• **Selection**:
— Start —
Generators are almost always self exciting - meaning they have either permanent magnets on the rotor or a wound rotor with slip rings to feed a DC current to set up the magnetic field. These are called permanent magnet synchronous machines (PMSM, BLDC) or "slip ring" / "wound rotor" machines. Slip ring motors can also mean induction machines that have the rotor winding brought out for the purpose of applying a higher resistance to the winding to reduce pull-up torque on DOL systems. Once the rotor is up to speed the slip ring rotor circuit is shorted together to provide full rated torque. It's the same design but just using the slip ring circuit to create a higher impedance rotor circuit instead of injecting a DC current. Induction machines set up the magnetic field by inducing a current in the rotor "squirrel cage".

You can use PMSM/BLDC motors with AC drives if they support synchronous motors. Theoretically, you can also use wound rotor / slip ring machines as synchronous machines if you inject the appropriate DC current on the slip rings or as an induction machine if you short the slip rings together.
— End —
• **Supplied data**:
— Start —
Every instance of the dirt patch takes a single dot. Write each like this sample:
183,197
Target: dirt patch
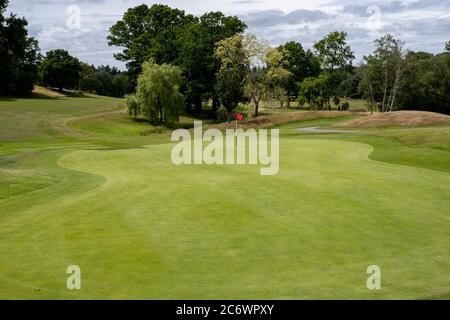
— End —
Could you carry on the passage on generator and motor rotors from where it stops? The material stands apart from the passage on generator and motor rotors.

Check out the wikipedia page on AC motors.

Sam.


----------



## JRP3 (Mar 7, 2008)

Morf said:


> Toyota has the same motor in a 45 series forklift sold in Europe within a series of small to large forklifts that all carry `a` logo also, with standard Roman letters ~AC~ followed with the math squared sign of a small elevated 2 .


I don't think that's the same AC Propulsion, I've never heard of them making any other motor than their one ACP 150, and I don't see a "2" in their logo.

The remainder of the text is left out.